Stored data
+++

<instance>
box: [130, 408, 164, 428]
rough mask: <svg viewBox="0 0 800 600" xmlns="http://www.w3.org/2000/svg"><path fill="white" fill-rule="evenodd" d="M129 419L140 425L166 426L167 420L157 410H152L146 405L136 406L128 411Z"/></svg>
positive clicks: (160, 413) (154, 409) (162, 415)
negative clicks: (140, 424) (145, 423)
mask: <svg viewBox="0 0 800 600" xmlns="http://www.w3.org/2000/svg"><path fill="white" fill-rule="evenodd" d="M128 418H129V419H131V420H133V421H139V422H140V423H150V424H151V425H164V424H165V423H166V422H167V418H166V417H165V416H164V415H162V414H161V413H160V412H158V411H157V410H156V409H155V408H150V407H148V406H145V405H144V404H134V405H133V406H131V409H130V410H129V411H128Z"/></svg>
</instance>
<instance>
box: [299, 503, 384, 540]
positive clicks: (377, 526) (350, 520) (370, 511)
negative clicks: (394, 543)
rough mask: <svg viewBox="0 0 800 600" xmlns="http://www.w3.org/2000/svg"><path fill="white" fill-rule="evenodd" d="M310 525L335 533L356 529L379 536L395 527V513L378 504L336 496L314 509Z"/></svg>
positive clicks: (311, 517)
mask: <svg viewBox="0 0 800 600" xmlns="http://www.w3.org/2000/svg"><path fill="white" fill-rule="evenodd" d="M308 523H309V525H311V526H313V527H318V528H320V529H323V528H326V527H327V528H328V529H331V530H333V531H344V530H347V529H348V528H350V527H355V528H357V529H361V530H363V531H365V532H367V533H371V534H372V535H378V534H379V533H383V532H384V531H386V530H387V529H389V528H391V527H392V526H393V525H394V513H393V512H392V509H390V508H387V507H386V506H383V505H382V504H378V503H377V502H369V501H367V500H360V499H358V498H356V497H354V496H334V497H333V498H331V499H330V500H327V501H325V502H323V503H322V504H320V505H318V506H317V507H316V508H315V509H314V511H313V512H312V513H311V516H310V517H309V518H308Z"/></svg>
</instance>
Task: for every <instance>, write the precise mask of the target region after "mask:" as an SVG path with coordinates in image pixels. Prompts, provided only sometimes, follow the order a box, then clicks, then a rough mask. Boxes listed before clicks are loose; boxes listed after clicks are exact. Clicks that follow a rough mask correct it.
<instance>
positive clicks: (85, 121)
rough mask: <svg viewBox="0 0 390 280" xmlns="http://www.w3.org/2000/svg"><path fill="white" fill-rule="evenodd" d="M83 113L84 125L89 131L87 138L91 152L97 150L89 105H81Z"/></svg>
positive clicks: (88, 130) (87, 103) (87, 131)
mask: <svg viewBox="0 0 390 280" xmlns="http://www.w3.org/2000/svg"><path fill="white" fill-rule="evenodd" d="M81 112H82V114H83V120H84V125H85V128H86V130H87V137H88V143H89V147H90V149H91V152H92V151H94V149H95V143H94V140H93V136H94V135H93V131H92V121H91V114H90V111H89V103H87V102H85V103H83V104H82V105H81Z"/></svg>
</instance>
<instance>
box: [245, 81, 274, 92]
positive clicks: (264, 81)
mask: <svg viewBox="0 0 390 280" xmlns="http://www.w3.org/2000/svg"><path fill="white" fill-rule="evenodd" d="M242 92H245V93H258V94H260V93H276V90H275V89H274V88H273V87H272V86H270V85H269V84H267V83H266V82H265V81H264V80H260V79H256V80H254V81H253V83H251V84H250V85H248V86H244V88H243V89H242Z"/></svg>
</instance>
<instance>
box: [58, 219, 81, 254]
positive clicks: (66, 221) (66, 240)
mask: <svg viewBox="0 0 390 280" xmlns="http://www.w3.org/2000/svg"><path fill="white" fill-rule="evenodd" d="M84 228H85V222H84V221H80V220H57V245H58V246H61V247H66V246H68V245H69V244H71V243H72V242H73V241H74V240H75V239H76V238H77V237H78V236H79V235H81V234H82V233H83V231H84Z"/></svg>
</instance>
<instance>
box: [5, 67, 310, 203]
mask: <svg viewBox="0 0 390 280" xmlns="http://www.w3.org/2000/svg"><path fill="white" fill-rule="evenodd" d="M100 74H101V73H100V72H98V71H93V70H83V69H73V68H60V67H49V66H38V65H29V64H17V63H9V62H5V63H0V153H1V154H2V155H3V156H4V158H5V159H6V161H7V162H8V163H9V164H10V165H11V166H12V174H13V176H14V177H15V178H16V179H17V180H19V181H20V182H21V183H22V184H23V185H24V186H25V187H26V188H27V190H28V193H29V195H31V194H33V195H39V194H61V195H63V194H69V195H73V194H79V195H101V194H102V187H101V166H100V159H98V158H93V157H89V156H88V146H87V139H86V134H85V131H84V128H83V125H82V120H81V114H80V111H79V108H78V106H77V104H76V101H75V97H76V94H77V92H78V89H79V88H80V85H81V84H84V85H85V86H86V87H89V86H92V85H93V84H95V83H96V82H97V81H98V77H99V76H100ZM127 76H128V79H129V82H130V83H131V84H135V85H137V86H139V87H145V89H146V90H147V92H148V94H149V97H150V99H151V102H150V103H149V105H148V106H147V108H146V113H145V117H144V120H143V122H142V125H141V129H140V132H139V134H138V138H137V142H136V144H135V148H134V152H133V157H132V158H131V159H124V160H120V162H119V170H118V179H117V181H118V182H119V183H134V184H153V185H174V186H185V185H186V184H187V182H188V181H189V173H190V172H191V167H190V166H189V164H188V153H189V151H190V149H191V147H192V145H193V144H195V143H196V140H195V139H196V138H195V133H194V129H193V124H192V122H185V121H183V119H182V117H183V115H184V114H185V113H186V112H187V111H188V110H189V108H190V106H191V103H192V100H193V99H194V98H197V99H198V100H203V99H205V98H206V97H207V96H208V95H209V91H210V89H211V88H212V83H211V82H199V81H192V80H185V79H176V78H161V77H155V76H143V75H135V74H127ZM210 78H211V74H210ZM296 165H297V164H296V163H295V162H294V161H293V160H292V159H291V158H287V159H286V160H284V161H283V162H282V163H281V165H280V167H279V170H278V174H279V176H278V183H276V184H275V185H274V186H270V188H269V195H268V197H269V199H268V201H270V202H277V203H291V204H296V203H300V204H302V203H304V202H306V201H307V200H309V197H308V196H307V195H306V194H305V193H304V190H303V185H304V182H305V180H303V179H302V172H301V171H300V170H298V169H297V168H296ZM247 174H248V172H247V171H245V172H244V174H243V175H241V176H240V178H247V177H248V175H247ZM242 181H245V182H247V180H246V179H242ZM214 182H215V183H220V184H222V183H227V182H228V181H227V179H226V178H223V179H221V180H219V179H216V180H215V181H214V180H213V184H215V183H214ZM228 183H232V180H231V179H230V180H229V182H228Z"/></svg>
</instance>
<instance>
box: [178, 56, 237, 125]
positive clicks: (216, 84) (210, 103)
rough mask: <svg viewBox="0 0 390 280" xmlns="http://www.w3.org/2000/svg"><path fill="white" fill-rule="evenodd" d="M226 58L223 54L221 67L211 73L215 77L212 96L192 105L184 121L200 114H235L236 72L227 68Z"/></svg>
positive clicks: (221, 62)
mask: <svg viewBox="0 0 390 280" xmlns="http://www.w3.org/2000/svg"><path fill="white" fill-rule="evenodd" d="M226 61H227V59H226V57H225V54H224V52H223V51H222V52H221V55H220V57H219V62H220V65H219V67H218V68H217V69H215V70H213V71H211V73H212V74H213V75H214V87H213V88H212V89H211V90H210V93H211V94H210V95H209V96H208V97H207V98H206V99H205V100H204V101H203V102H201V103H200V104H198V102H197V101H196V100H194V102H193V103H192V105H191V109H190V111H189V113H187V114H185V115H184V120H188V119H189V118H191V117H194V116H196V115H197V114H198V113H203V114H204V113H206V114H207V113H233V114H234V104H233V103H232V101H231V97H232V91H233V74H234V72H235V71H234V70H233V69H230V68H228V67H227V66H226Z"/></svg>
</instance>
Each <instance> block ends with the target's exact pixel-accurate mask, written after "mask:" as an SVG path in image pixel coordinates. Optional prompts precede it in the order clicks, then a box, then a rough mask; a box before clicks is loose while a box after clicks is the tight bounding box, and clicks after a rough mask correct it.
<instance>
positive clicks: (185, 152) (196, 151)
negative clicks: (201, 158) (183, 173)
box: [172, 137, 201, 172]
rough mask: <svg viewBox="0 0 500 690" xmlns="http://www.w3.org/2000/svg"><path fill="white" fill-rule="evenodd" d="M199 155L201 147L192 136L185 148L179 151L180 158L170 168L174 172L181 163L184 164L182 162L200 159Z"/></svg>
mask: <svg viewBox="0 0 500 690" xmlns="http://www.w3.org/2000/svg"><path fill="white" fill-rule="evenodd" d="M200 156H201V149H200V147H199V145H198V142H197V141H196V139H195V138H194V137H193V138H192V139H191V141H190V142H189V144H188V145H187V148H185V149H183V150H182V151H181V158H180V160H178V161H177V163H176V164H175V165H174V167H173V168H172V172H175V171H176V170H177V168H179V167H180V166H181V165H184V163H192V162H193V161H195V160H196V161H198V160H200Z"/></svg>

+++

Work instructions. Each line of the records above, from the first through the one containing "positive clicks: (85, 121)", is to be retyped exactly; no other line belongs.

Result of this exercise.
<instance>
box: [130, 408, 164, 428]
rough mask: <svg viewBox="0 0 800 600" xmlns="http://www.w3.org/2000/svg"><path fill="white" fill-rule="evenodd" d="M129 419L140 425L166 426L167 420L157 410H152L146 405L136 406L128 411Z"/></svg>
positive clicks: (160, 413) (154, 409) (162, 415)
negative clicks: (140, 424) (145, 423)
mask: <svg viewBox="0 0 800 600" xmlns="http://www.w3.org/2000/svg"><path fill="white" fill-rule="evenodd" d="M128 418H129V419H131V420H133V421H139V422H140V423H150V424H151V425H164V424H165V423H166V422H167V418H166V417H165V416H164V415H162V414H161V413H160V412H158V411H157V410H156V409H155V408H150V407H148V406H145V405H144V404H134V405H133V406H131V409H130V410H129V411H128Z"/></svg>
</instance>
<instance>
box: [299, 503, 384, 540]
positive clicks: (377, 526) (350, 520) (370, 511)
negative clicks: (394, 543)
rough mask: <svg viewBox="0 0 800 600" xmlns="http://www.w3.org/2000/svg"><path fill="white" fill-rule="evenodd" d="M310 525L335 533L356 529L379 536L395 527V513L378 504L336 496L314 509Z"/></svg>
positive clicks: (311, 517)
mask: <svg viewBox="0 0 800 600" xmlns="http://www.w3.org/2000/svg"><path fill="white" fill-rule="evenodd" d="M308 523H309V525H311V526H313V527H318V528H320V529H323V528H326V527H327V528H328V529H331V530H333V531H344V530H347V529H348V528H350V527H355V528H357V529H361V530H363V531H365V532H367V533H371V534H372V535H378V534H379V533H383V532H384V531H386V530H387V529H389V528H391V527H392V526H393V525H394V513H393V512H392V509H390V508H387V507H386V506H383V505H382V504H378V503H377V502H369V501H367V500H360V499H358V498H356V497H354V496H334V497H333V498H331V499H330V500H327V501H325V502H323V503H322V504H320V505H318V506H317V507H316V508H315V509H314V511H313V512H312V513H311V516H310V517H309V518H308Z"/></svg>
</instance>
Task: for every <instance>, write the precise mask of the target region after "mask:" as an SVG path with coordinates in image pixels. Prompts, provided only sometimes, follow the order a box, then clicks, then a rough mask. Boxes listed before clicks are loose; boxes listed after clicks are exact. Clicks that follow a rough mask correct it.
<instance>
positive clicks: (85, 121)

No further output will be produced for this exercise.